__WHAT TO DO__: Your answer should be the lines from the one containing "of the door" through the final line below, copied exactly.

** INPUT MATERIAL follows **

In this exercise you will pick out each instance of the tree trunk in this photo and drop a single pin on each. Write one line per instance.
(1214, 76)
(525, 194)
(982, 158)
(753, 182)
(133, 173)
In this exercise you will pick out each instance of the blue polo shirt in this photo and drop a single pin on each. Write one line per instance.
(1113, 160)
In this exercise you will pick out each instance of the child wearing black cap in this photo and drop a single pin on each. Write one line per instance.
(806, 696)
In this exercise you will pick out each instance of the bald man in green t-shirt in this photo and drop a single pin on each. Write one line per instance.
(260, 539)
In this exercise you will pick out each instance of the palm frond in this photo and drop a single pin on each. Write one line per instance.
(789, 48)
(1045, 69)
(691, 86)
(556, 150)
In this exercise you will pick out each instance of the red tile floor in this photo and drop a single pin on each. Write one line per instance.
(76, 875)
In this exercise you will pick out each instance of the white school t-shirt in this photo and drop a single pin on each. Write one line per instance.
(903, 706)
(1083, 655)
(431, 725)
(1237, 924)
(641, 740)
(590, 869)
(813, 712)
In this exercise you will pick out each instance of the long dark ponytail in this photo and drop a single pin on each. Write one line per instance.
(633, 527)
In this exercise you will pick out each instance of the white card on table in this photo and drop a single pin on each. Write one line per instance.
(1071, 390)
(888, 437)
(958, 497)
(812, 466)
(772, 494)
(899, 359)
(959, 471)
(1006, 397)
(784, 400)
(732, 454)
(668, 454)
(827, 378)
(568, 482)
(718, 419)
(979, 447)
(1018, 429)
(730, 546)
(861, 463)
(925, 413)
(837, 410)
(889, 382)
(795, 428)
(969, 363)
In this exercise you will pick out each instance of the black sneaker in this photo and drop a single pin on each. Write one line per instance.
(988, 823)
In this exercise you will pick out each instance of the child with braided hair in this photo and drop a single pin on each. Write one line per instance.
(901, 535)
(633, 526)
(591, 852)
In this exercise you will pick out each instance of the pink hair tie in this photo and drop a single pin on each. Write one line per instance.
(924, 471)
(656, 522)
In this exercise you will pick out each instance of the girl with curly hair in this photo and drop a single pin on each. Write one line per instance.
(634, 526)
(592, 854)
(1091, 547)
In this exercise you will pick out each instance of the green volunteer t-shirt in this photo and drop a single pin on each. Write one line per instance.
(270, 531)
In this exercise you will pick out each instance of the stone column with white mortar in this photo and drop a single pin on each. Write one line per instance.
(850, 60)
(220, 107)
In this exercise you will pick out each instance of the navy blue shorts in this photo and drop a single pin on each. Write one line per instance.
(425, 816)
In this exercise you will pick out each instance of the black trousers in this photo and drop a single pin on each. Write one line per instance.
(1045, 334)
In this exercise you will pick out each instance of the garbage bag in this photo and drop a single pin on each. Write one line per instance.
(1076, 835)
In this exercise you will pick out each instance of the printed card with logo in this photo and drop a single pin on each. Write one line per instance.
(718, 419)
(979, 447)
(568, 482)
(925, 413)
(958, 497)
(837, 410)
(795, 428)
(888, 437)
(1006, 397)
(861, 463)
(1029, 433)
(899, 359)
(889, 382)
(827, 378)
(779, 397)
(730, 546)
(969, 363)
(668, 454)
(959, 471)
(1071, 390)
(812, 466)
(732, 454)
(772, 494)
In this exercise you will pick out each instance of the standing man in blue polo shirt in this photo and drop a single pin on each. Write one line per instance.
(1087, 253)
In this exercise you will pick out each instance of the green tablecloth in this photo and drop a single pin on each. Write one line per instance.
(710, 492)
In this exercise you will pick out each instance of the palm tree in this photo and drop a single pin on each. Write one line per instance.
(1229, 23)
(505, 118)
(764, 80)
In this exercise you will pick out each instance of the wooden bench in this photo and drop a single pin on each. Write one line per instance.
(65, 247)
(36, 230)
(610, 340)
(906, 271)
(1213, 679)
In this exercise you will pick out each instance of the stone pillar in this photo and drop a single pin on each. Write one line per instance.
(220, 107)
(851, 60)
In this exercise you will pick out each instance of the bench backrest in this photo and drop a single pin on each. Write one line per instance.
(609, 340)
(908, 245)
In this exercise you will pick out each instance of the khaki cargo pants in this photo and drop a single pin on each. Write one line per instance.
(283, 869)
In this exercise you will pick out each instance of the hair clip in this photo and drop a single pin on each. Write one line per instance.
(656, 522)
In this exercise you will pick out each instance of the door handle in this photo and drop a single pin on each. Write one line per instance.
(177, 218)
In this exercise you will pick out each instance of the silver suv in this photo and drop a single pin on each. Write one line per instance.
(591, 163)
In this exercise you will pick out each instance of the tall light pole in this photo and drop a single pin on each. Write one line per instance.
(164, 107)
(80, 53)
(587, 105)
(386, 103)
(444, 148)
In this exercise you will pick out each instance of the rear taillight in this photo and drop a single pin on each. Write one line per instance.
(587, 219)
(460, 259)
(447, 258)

** End of INPUT MATERIAL **

__RESPONSE FOR THIS EXERCISE__:
In this exercise you will pick out each instance of the door handle in this photo and drop a single pin on each. Write one line per instance.
(177, 218)
In this exercise you will pick out each instance of the silver suv in this photo and drop a single pin on each. Write one line per instance.
(591, 163)
In this exercise you will pick out each instance of the tall light pole in this photo and drop a single pin on each. Write one line per instance.
(164, 107)
(80, 53)
(587, 105)
(386, 103)
(444, 148)
In this exercise you will pick out each instance of the rear taillight in this photo and drop a single pin on each. Write one line per instance.
(587, 219)
(460, 259)
(447, 258)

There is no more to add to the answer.